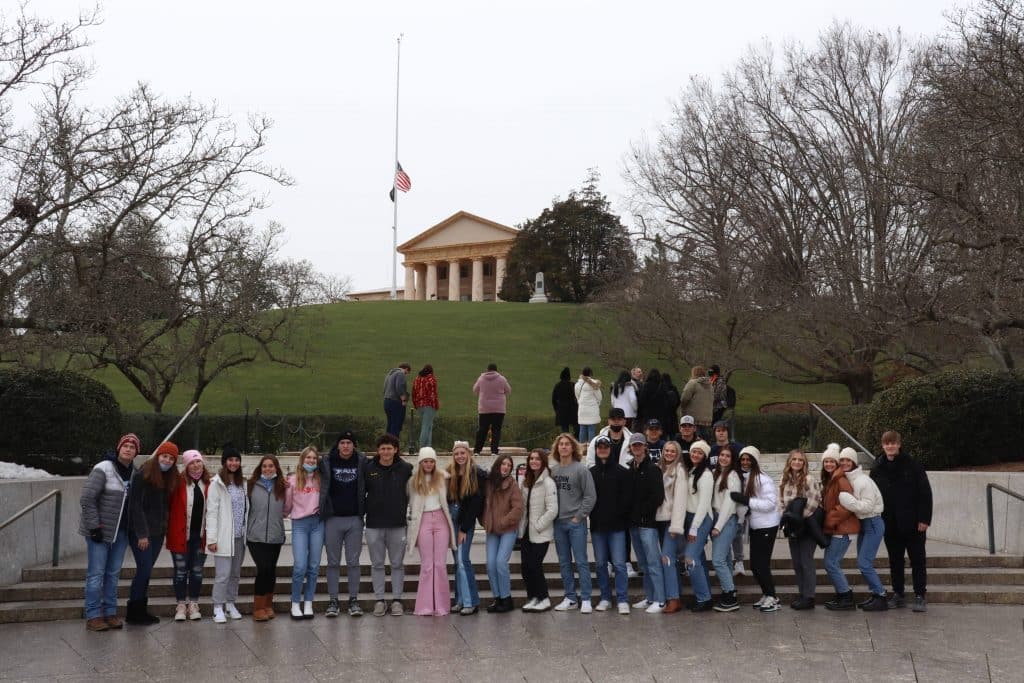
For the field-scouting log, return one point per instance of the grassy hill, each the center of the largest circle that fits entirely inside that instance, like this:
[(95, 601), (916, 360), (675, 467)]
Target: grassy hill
[(354, 344)]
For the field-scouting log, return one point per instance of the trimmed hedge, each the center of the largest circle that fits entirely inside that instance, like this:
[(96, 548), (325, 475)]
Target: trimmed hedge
[(57, 421), (953, 418), (275, 433)]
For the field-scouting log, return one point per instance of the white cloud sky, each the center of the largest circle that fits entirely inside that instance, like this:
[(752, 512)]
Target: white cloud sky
[(504, 105)]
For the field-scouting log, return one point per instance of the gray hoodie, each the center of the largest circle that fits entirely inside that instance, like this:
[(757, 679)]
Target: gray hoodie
[(577, 494)]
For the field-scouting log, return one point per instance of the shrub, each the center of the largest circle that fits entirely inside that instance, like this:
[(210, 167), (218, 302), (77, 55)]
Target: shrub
[(954, 418), (57, 421)]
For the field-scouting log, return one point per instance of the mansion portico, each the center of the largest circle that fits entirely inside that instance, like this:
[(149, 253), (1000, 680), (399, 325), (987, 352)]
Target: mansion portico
[(461, 258)]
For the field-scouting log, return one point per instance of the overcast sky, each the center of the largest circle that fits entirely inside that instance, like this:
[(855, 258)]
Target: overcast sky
[(504, 105)]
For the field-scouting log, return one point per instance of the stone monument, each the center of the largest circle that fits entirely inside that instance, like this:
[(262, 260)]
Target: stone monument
[(539, 294)]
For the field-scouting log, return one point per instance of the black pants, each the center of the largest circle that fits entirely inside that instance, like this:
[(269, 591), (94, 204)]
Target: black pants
[(531, 555), (762, 543), (898, 543), (265, 556), (492, 421)]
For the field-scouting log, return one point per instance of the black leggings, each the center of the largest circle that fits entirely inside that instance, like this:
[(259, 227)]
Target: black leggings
[(762, 543), (265, 555)]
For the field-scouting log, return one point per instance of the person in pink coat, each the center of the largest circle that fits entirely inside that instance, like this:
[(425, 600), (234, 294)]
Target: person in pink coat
[(493, 390)]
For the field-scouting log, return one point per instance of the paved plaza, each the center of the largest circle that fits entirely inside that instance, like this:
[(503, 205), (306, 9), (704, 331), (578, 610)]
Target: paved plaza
[(949, 643)]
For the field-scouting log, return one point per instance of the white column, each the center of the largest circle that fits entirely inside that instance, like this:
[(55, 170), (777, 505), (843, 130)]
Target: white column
[(499, 275), (410, 294), (431, 282), (477, 280), (455, 284)]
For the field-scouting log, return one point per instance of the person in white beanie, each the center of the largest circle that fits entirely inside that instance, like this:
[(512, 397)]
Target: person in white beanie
[(431, 535), (761, 496), (865, 502)]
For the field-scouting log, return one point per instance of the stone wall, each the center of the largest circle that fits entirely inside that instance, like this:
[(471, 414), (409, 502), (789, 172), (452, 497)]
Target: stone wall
[(960, 510), (30, 541)]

---+---

Please write the data out again exactly, but do not carry over the pictures.

For the field-scouting log, return one point per instance of the grassy hill, each the center of the largest circle that fits entirely inside that instance, like this:
[(95, 601), (916, 360), (675, 467)]
Target: grassy hill
[(354, 344)]
For the field-scouting log, return one point per instance of the trimmed hedge, each the center of the largest circle that fits entirely inside that instance, like this:
[(96, 548), (325, 475)]
Target: trimmed hedge
[(57, 421), (953, 418), (275, 433)]
For the field-scouting log, return one point per instance of the white cloud sky, each the center of the largest circle that fits entirely inside that instance, like this:
[(752, 512)]
Target: white cloud sky
[(504, 105)]
For the field-scouting log, return one point per instance of the gray hoodie, each the center of the largest circle that fits entirely inside that instance, like this:
[(757, 679)]
Target: gray hoodie
[(577, 494)]
For the field-scouting log, return one point per instance of the shrub, each the center of the largest circle that fits entirely inside that instance, like this:
[(210, 167), (218, 302), (77, 55)]
Target: shrub
[(954, 418), (57, 421)]
For the field-scouting log, return one point per instance of the mansion portico, each the center of the largest circle that fits entirely inside that instance, like this:
[(149, 253), (1000, 680), (399, 325), (987, 352)]
Target: mansion portico
[(461, 258)]
For the field-scouting log, return one point per instance of the overcast sky, each the center of the largest circle that fits entirely inside that instance, like this:
[(855, 258)]
Target: overcast sky
[(504, 105)]
For the field-scouting log, return one point per instance of the stone monument, each the center of the largest circle that fits entirely inside that instance, like this:
[(262, 260)]
Target: stone monument
[(539, 294)]
For the field-scouting log, return one point per instance of the black pants, each the center of the largest circle that fits entirely inside that instance, like this:
[(269, 591), (94, 204)]
Target: black pants
[(531, 555), (762, 543), (898, 543), (265, 556), (492, 421)]
For the field-scouting log, return one point per instance of the black leggings, each the center of the largest circle that fits entirely inside that instance, like this:
[(259, 227)]
Target: black leggings
[(762, 543), (265, 555)]
For the field-scouting log, return one point per instance of the person in pink coat, each the center of the largest circle that fits entirely inside that instance, like this:
[(425, 600), (234, 294)]
Target: person in pink coat
[(493, 390)]
For the field-scouting log, return one point per instance of the paved plaza, each the center of the largest circle that fits entirely inside that instance, like this:
[(503, 205), (306, 9), (704, 331), (578, 610)]
Target: paved plaza
[(949, 643)]
For the field-scouting log, return one point per instance of the white column, each the center of the largest circle that fits entirely inside that instance, like this:
[(55, 170), (777, 505), (843, 130)]
Target: white column
[(499, 275), (410, 294), (431, 282), (477, 280), (455, 284)]
For the field-scouting log, return one point per instance of the person in white beanie, each the center of the largest circle that fits entirely inside that instance, like this:
[(512, 397)]
Target: person in white beanie
[(431, 535), (761, 496), (865, 502)]
For the field-scouting log, return one point per instance of the stone wall, each the center of the largest circle that fits entirely inside that instance, like this:
[(471, 414), (409, 502), (789, 172), (452, 497)]
Target: stone wall
[(960, 510), (30, 541)]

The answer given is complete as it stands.